**Record set**:
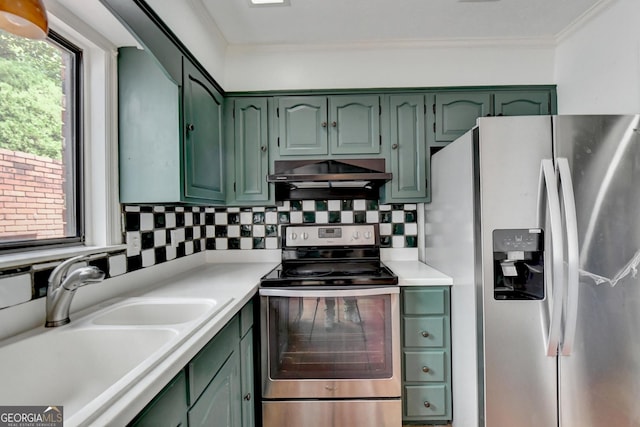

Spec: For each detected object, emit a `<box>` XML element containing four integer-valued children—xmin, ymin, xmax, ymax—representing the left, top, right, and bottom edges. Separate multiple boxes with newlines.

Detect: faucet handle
<box><xmin>48</xmin><ymin>255</ymin><xmax>91</xmax><ymax>289</ymax></box>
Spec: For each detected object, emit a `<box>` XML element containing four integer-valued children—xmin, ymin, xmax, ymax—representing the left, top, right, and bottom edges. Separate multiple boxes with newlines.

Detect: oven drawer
<box><xmin>404</xmin><ymin>350</ymin><xmax>446</xmax><ymax>382</ymax></box>
<box><xmin>404</xmin><ymin>384</ymin><xmax>449</xmax><ymax>417</ymax></box>
<box><xmin>403</xmin><ymin>317</ymin><xmax>445</xmax><ymax>347</ymax></box>
<box><xmin>263</xmin><ymin>399</ymin><xmax>402</xmax><ymax>427</ymax></box>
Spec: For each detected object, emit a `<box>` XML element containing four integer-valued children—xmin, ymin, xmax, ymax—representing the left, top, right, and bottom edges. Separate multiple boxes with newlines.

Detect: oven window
<box><xmin>267</xmin><ymin>294</ymin><xmax>393</xmax><ymax>379</ymax></box>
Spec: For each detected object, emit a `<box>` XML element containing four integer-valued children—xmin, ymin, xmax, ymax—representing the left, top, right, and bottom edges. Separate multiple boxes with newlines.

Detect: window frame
<box><xmin>0</xmin><ymin>30</ymin><xmax>85</xmax><ymax>253</ymax></box>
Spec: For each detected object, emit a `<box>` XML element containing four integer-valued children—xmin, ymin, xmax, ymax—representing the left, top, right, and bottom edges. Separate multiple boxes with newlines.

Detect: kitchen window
<box><xmin>0</xmin><ymin>30</ymin><xmax>83</xmax><ymax>252</ymax></box>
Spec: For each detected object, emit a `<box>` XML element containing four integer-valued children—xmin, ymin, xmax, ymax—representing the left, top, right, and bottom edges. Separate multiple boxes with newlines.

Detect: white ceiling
<box><xmin>200</xmin><ymin>0</ymin><xmax>606</xmax><ymax>46</ymax></box>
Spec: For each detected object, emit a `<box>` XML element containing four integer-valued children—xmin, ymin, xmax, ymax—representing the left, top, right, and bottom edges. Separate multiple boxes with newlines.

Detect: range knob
<box><xmin>364</xmin><ymin>231</ymin><xmax>372</xmax><ymax>240</ymax></box>
<box><xmin>301</xmin><ymin>232</ymin><xmax>309</xmax><ymax>240</ymax></box>
<box><xmin>289</xmin><ymin>232</ymin><xmax>298</xmax><ymax>241</ymax></box>
<box><xmin>352</xmin><ymin>232</ymin><xmax>360</xmax><ymax>240</ymax></box>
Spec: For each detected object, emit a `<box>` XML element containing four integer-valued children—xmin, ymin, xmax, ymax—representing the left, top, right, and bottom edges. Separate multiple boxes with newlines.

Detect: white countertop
<box><xmin>0</xmin><ymin>255</ymin><xmax>450</xmax><ymax>426</ymax></box>
<box><xmin>384</xmin><ymin>260</ymin><xmax>453</xmax><ymax>286</ymax></box>
<box><xmin>88</xmin><ymin>261</ymin><xmax>278</xmax><ymax>427</ymax></box>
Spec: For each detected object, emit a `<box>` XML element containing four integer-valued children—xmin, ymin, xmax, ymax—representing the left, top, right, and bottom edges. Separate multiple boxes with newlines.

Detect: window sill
<box><xmin>0</xmin><ymin>245</ymin><xmax>126</xmax><ymax>270</ymax></box>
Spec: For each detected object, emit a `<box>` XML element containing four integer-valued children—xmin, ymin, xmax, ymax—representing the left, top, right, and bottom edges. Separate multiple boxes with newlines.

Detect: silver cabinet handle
<box><xmin>321</xmin><ymin>121</ymin><xmax>327</xmax><ymax>127</ymax></box>
<box><xmin>187</xmin><ymin>123</ymin><xmax>195</xmax><ymax>132</ymax></box>
<box><xmin>244</xmin><ymin>393</ymin><xmax>251</xmax><ymax>401</ymax></box>
<box><xmin>421</xmin><ymin>331</ymin><xmax>429</xmax><ymax>338</ymax></box>
<box><xmin>422</xmin><ymin>366</ymin><xmax>430</xmax><ymax>373</ymax></box>
<box><xmin>331</xmin><ymin>121</ymin><xmax>337</xmax><ymax>127</ymax></box>
<box><xmin>424</xmin><ymin>401</ymin><xmax>431</xmax><ymax>408</ymax></box>
<box><xmin>392</xmin><ymin>143</ymin><xmax>399</xmax><ymax>149</ymax></box>
<box><xmin>260</xmin><ymin>145</ymin><xmax>267</xmax><ymax>152</ymax></box>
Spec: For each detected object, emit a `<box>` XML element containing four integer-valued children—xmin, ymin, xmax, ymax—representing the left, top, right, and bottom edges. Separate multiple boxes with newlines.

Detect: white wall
<box><xmin>224</xmin><ymin>41</ymin><xmax>555</xmax><ymax>91</ymax></box>
<box><xmin>555</xmin><ymin>0</ymin><xmax>640</xmax><ymax>113</ymax></box>
<box><xmin>145</xmin><ymin>0</ymin><xmax>228</xmax><ymax>83</ymax></box>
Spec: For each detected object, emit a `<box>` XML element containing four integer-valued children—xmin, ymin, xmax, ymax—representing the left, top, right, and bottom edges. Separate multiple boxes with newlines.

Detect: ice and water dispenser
<box><xmin>493</xmin><ymin>229</ymin><xmax>545</xmax><ymax>300</ymax></box>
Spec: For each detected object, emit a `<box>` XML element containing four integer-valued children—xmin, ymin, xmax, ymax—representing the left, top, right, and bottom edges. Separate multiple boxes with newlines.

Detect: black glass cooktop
<box><xmin>260</xmin><ymin>261</ymin><xmax>398</xmax><ymax>287</ymax></box>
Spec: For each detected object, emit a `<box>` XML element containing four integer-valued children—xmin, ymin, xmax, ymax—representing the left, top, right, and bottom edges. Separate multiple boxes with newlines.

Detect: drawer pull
<box><xmin>424</xmin><ymin>401</ymin><xmax>431</xmax><ymax>408</ymax></box>
<box><xmin>421</xmin><ymin>331</ymin><xmax>430</xmax><ymax>338</ymax></box>
<box><xmin>422</xmin><ymin>366</ymin><xmax>430</xmax><ymax>373</ymax></box>
<box><xmin>244</xmin><ymin>393</ymin><xmax>251</xmax><ymax>401</ymax></box>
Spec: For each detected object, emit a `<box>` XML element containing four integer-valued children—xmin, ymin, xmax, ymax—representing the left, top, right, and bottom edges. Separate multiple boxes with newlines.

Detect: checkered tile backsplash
<box><xmin>0</xmin><ymin>200</ymin><xmax>418</xmax><ymax>306</ymax></box>
<box><xmin>123</xmin><ymin>200</ymin><xmax>418</xmax><ymax>267</ymax></box>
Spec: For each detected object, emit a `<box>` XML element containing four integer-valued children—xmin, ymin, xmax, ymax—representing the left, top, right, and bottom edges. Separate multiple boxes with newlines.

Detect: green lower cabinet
<box><xmin>401</xmin><ymin>287</ymin><xmax>452</xmax><ymax>424</ymax></box>
<box><xmin>128</xmin><ymin>302</ymin><xmax>255</xmax><ymax>427</ymax></box>
<box><xmin>405</xmin><ymin>384</ymin><xmax>450</xmax><ymax>418</ymax></box>
<box><xmin>188</xmin><ymin>351</ymin><xmax>241</xmax><ymax>427</ymax></box>
<box><xmin>128</xmin><ymin>371</ymin><xmax>188</xmax><ymax>427</ymax></box>
<box><xmin>240</xmin><ymin>330</ymin><xmax>255</xmax><ymax>427</ymax></box>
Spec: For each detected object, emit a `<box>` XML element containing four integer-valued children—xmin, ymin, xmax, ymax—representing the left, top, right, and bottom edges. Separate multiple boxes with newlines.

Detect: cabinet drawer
<box><xmin>404</xmin><ymin>350</ymin><xmax>445</xmax><ymax>382</ymax></box>
<box><xmin>188</xmin><ymin>316</ymin><xmax>239</xmax><ymax>404</ymax></box>
<box><xmin>403</xmin><ymin>288</ymin><xmax>446</xmax><ymax>315</ymax></box>
<box><xmin>403</xmin><ymin>317</ymin><xmax>445</xmax><ymax>347</ymax></box>
<box><xmin>405</xmin><ymin>384</ymin><xmax>448</xmax><ymax>417</ymax></box>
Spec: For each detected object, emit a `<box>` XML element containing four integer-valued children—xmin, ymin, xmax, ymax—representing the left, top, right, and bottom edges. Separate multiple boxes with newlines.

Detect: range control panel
<box><xmin>284</xmin><ymin>224</ymin><xmax>377</xmax><ymax>247</ymax></box>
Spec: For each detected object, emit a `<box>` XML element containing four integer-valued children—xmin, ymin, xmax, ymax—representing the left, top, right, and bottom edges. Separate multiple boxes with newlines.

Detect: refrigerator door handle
<box><xmin>557</xmin><ymin>157</ymin><xmax>580</xmax><ymax>356</ymax></box>
<box><xmin>538</xmin><ymin>159</ymin><xmax>564</xmax><ymax>356</ymax></box>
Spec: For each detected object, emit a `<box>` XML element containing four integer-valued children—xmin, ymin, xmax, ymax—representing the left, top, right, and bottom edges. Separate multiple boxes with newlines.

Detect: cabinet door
<box><xmin>329</xmin><ymin>95</ymin><xmax>380</xmax><ymax>154</ymax></box>
<box><xmin>233</xmin><ymin>98</ymin><xmax>269</xmax><ymax>203</ymax></box>
<box><xmin>433</xmin><ymin>92</ymin><xmax>491</xmax><ymax>144</ymax></box>
<box><xmin>494</xmin><ymin>91</ymin><xmax>551</xmax><ymax>116</ymax></box>
<box><xmin>387</xmin><ymin>95</ymin><xmax>427</xmax><ymax>200</ymax></box>
<box><xmin>277</xmin><ymin>96</ymin><xmax>328</xmax><ymax>156</ymax></box>
<box><xmin>118</xmin><ymin>47</ymin><xmax>181</xmax><ymax>203</ymax></box>
<box><xmin>129</xmin><ymin>370</ymin><xmax>188</xmax><ymax>427</ymax></box>
<box><xmin>183</xmin><ymin>59</ymin><xmax>225</xmax><ymax>202</ymax></box>
<box><xmin>240</xmin><ymin>329</ymin><xmax>255</xmax><ymax>427</ymax></box>
<box><xmin>188</xmin><ymin>351</ymin><xmax>242</xmax><ymax>427</ymax></box>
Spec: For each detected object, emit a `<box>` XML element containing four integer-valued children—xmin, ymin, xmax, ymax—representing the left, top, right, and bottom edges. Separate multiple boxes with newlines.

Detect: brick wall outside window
<box><xmin>0</xmin><ymin>148</ymin><xmax>66</xmax><ymax>241</ymax></box>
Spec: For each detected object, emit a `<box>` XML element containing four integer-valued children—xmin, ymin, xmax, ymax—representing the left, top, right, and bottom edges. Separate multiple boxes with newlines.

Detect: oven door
<box><xmin>259</xmin><ymin>286</ymin><xmax>400</xmax><ymax>399</ymax></box>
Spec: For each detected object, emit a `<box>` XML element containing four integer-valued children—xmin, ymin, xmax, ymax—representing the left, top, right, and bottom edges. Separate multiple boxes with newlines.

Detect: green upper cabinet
<box><xmin>329</xmin><ymin>95</ymin><xmax>381</xmax><ymax>155</ymax></box>
<box><xmin>433</xmin><ymin>92</ymin><xmax>492</xmax><ymax>145</ymax></box>
<box><xmin>118</xmin><ymin>47</ymin><xmax>182</xmax><ymax>204</ymax></box>
<box><xmin>183</xmin><ymin>60</ymin><xmax>225</xmax><ymax>203</ymax></box>
<box><xmin>381</xmin><ymin>94</ymin><xmax>427</xmax><ymax>202</ymax></box>
<box><xmin>494</xmin><ymin>90</ymin><xmax>551</xmax><ymax>116</ymax></box>
<box><xmin>105</xmin><ymin>0</ymin><xmax>226</xmax><ymax>205</ymax></box>
<box><xmin>276</xmin><ymin>95</ymin><xmax>381</xmax><ymax>157</ymax></box>
<box><xmin>431</xmin><ymin>89</ymin><xmax>555</xmax><ymax>147</ymax></box>
<box><xmin>277</xmin><ymin>96</ymin><xmax>328</xmax><ymax>156</ymax></box>
<box><xmin>228</xmin><ymin>98</ymin><xmax>270</xmax><ymax>204</ymax></box>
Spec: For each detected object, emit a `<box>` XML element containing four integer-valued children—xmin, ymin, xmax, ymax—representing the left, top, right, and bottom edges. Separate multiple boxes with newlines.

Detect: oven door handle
<box><xmin>259</xmin><ymin>287</ymin><xmax>400</xmax><ymax>298</ymax></box>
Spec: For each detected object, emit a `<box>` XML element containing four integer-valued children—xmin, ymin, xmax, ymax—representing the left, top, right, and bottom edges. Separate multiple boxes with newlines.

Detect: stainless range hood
<box><xmin>267</xmin><ymin>159</ymin><xmax>392</xmax><ymax>200</ymax></box>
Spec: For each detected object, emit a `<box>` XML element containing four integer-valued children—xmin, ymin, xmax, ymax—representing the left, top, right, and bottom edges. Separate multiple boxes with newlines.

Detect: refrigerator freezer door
<box><xmin>554</xmin><ymin>115</ymin><xmax>640</xmax><ymax>426</ymax></box>
<box><xmin>477</xmin><ymin>116</ymin><xmax>557</xmax><ymax>427</ymax></box>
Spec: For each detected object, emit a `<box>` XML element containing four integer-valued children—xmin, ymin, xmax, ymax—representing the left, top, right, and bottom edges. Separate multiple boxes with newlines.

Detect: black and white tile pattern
<box><xmin>0</xmin><ymin>200</ymin><xmax>418</xmax><ymax>307</ymax></box>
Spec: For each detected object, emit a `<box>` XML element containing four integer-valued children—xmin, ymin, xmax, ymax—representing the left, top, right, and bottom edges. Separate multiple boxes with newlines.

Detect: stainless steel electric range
<box><xmin>259</xmin><ymin>224</ymin><xmax>401</xmax><ymax>427</ymax></box>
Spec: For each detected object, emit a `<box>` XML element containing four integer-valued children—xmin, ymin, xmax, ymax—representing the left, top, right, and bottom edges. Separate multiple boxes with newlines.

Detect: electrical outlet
<box><xmin>126</xmin><ymin>232</ymin><xmax>141</xmax><ymax>256</ymax></box>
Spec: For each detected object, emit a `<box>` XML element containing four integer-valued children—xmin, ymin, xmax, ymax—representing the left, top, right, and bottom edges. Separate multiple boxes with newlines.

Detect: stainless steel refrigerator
<box><xmin>422</xmin><ymin>115</ymin><xmax>640</xmax><ymax>427</ymax></box>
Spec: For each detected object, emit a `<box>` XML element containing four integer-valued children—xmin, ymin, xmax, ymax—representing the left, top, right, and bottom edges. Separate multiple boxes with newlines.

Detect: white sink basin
<box><xmin>92</xmin><ymin>299</ymin><xmax>221</xmax><ymax>326</ymax></box>
<box><xmin>0</xmin><ymin>328</ymin><xmax>177</xmax><ymax>418</ymax></box>
<box><xmin>0</xmin><ymin>296</ymin><xmax>233</xmax><ymax>426</ymax></box>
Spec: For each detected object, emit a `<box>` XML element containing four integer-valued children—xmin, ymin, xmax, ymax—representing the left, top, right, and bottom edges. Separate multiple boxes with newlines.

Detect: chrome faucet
<box><xmin>45</xmin><ymin>255</ymin><xmax>105</xmax><ymax>327</ymax></box>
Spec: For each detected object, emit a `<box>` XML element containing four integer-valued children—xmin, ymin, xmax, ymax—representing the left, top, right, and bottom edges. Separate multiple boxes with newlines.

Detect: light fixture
<box><xmin>249</xmin><ymin>0</ymin><xmax>290</xmax><ymax>6</ymax></box>
<box><xmin>0</xmin><ymin>0</ymin><xmax>49</xmax><ymax>40</ymax></box>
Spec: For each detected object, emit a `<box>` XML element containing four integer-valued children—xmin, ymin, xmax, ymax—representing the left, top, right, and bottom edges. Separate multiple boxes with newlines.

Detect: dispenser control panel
<box><xmin>493</xmin><ymin>228</ymin><xmax>544</xmax><ymax>301</ymax></box>
<box><xmin>493</xmin><ymin>228</ymin><xmax>543</xmax><ymax>252</ymax></box>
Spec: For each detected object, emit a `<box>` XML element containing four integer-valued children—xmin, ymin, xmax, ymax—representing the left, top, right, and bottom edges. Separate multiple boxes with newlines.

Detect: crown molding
<box><xmin>555</xmin><ymin>0</ymin><xmax>615</xmax><ymax>43</ymax></box>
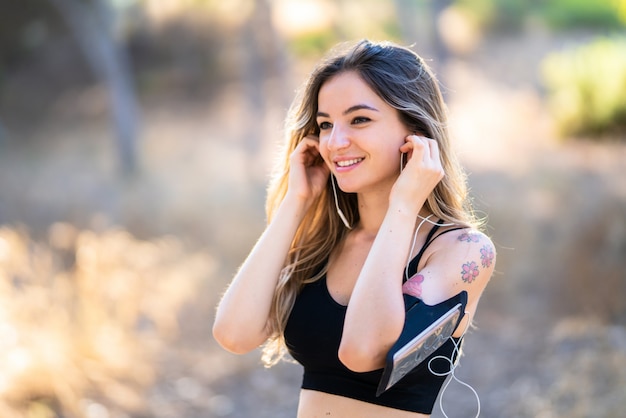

**Description of the task**: Leaving out every picture, transcribe exactly the lines from the line that contains "Detect: white sink basin" through the final line of the entries above.

**Response for this exercise**:
Detect: white sink basin
<box><xmin>92</xmin><ymin>299</ymin><xmax>221</xmax><ymax>326</ymax></box>
<box><xmin>0</xmin><ymin>328</ymin><xmax>177</xmax><ymax>418</ymax></box>
<box><xmin>0</xmin><ymin>296</ymin><xmax>233</xmax><ymax>426</ymax></box>
Spec: For each detected object, emit a `<box>` XML element containing four integer-valued children—xmin, ymin, xmax, ymax—representing the left, top, right, and bottom edges. Separate multiple boxes with newlines.

Detect: chrome faucet
<box><xmin>45</xmin><ymin>255</ymin><xmax>105</xmax><ymax>327</ymax></box>
Spec: For each detected object, emit a `<box>` XML element containing four integer-valued children—xmin, ymin, xmax, ymax—representing the left, top, right, and bottom edges. Separate multiple boxes with newlines.

Detect: light fixture
<box><xmin>249</xmin><ymin>0</ymin><xmax>290</xmax><ymax>6</ymax></box>
<box><xmin>0</xmin><ymin>0</ymin><xmax>49</xmax><ymax>40</ymax></box>
Spec: For each detected object, emit a `<box>` XML element containing four integer-valued children—xmin, ymin, xmax, ymax—representing the left, top, right, and bottom edges. Separate multiple boxes with newlines.

Detect: dispenser control panel
<box><xmin>493</xmin><ymin>228</ymin><xmax>544</xmax><ymax>301</ymax></box>
<box><xmin>493</xmin><ymin>228</ymin><xmax>543</xmax><ymax>252</ymax></box>
Spec: For each detected object, emit a `<box>` XML element containing four integer-valued children—xmin, ymin, xmax, ymax—representing the left, top, right, and bottom edges. Separate multiple boxes with newlines.

Detect: crown molding
<box><xmin>555</xmin><ymin>0</ymin><xmax>615</xmax><ymax>43</ymax></box>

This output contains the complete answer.